Source:
DDT levels in Antarctic penguins present a complex mystery

For the past 30 years, DDT's derivatives have persisted in Antarctic penguins at a constant level, and researchers say glacial meltwater may be the source.

The use of DDT peaked several decades ago at more than 36,000 metric tons per year (t/yr). Today, less than 1000 t of the organochlorine pesticide—banned in most countries since the 1980s—is applied annually for mosquito control and farming, mainly in the Southern Hemisphere. Despite this drop, Adélie penguins in the Antarctic continue to have the same levels of total DDT in their bodies as they did 30 years ago. New research published in ES&T (DOI: 10.1021/es702919n) identifies Antarctic meltwater as the continued source of total DDT, and possibly other pollutants, in the southern continent's ecosystems.

DDT and other persistent organic pollutants (POPs) follow atmospheric paths to the Antarctic and the Arctic and eventually are deposited there in snow and ice. Animals at both poles sequester the derivatives p,p′-DDT and p,p′-DDE in their fat. But while Arctic-dwelling creatures such as birds, whales, and seals have shown a dramatic drop in total DDT levels during the past decade, levels in Adélie penguins in the Antarctic have remained steady, according to the new results.

Short task a:
Answer these questions using the DDT article.
(i) What was the peak annual use of DDT?
(ii) What does the new research name as the continued source of total DDT in Antarctic ecosystems?
(iii) Which two DDT derivatives do animals at both poles sequester in their fat?

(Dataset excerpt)
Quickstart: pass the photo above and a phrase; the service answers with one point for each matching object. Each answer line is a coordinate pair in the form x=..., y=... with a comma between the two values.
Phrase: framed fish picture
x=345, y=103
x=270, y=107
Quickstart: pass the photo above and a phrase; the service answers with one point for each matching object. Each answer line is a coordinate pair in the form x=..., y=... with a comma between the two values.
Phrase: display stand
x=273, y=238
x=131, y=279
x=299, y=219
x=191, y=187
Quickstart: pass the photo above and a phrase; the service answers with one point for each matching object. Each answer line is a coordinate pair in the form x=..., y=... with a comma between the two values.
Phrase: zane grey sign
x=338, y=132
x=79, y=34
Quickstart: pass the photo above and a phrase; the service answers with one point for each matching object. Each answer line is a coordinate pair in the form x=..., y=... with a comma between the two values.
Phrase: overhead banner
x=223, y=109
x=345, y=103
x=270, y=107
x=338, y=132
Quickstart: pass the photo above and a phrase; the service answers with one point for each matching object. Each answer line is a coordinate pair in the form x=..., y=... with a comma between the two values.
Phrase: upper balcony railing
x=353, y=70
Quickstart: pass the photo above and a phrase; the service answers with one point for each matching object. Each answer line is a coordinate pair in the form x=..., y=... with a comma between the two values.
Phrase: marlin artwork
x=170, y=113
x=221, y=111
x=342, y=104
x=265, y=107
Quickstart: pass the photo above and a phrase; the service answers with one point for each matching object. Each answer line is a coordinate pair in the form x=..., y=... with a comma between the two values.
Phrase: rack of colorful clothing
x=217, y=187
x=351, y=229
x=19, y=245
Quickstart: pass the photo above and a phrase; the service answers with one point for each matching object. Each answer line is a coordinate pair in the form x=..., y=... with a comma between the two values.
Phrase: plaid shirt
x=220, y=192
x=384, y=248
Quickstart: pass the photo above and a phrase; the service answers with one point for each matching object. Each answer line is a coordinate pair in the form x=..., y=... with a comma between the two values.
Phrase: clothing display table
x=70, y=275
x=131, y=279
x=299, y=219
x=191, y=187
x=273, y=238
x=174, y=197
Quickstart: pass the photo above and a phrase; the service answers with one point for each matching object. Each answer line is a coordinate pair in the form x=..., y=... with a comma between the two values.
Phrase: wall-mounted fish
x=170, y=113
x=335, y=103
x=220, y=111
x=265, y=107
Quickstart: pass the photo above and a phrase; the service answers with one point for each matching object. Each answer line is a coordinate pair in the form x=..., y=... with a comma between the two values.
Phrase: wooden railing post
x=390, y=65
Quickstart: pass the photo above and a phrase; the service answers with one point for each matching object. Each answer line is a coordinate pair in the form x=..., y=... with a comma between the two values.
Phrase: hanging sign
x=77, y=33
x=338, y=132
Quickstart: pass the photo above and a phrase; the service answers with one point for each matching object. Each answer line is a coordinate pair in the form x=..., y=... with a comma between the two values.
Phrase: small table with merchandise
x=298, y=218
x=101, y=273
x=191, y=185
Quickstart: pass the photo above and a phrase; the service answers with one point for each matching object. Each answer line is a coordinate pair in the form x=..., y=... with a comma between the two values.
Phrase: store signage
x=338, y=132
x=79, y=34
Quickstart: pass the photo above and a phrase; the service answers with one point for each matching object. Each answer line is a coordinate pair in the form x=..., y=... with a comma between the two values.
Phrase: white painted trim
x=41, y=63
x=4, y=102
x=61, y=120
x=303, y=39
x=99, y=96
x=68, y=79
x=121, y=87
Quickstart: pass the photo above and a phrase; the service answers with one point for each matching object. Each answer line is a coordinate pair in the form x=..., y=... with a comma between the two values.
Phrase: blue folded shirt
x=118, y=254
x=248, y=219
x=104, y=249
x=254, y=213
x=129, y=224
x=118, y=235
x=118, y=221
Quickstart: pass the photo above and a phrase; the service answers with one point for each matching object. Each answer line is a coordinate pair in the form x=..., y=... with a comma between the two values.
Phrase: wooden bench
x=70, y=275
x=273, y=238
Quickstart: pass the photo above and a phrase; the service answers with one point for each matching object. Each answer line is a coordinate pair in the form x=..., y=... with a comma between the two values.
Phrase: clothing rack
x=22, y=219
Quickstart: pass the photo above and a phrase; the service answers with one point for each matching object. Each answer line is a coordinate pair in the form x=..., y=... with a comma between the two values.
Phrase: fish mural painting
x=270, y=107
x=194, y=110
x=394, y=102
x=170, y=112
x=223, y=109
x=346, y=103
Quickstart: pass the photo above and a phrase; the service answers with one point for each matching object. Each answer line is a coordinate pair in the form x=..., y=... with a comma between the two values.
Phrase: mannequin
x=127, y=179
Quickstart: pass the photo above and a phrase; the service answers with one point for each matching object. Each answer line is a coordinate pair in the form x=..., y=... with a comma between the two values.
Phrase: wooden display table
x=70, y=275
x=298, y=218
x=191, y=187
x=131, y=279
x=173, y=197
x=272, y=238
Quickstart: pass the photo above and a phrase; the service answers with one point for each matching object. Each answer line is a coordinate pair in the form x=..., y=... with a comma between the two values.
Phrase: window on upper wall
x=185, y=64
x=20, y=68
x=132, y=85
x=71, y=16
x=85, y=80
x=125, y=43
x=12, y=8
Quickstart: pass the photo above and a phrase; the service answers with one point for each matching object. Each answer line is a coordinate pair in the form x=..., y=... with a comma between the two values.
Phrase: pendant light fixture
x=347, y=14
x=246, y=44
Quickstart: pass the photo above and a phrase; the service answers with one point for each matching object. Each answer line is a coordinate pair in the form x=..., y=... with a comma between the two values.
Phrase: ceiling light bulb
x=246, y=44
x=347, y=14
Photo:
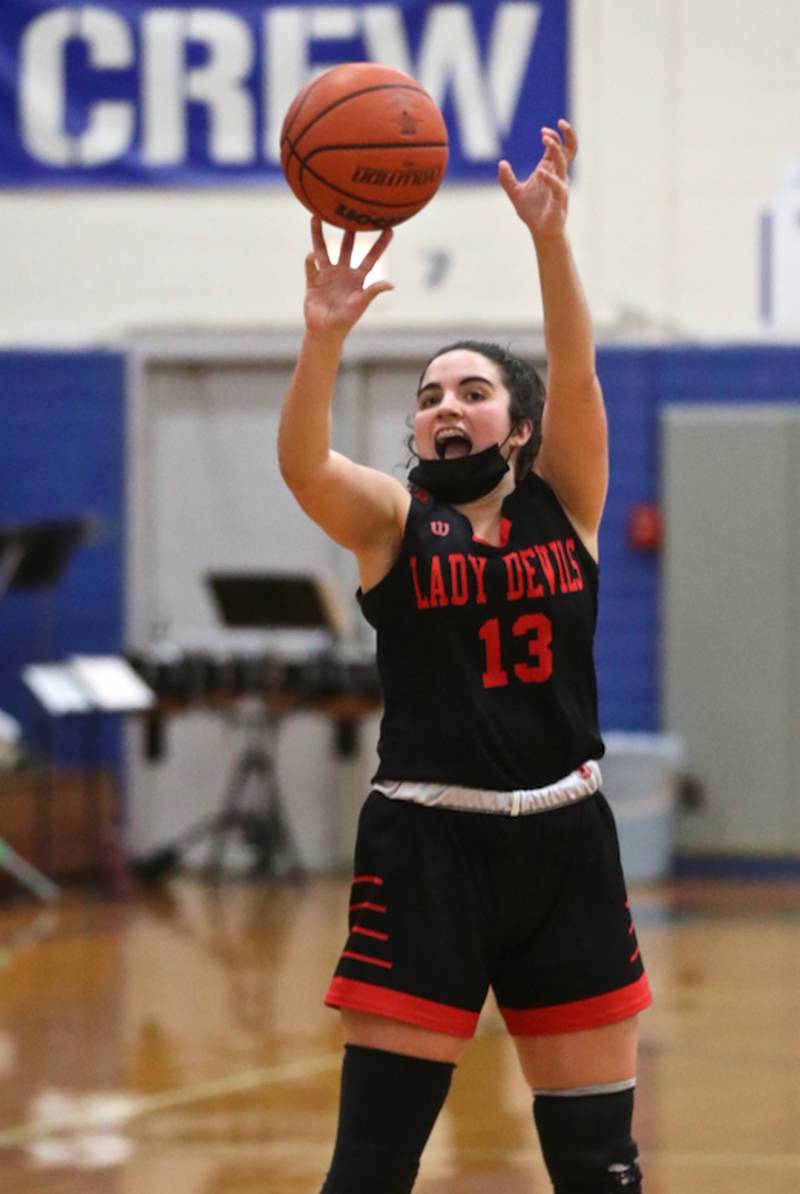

Short task b: Return every line of the entries above that contains the string "rack".

Final result a:
(i) More than 36,000 metric tons per year.
(ii) Antarctic meltwater.
(iii) p,p′-DDT and p,p′-DDE.

Final result b:
Phrase: rack of colorful clothing
Phrase: clothing rack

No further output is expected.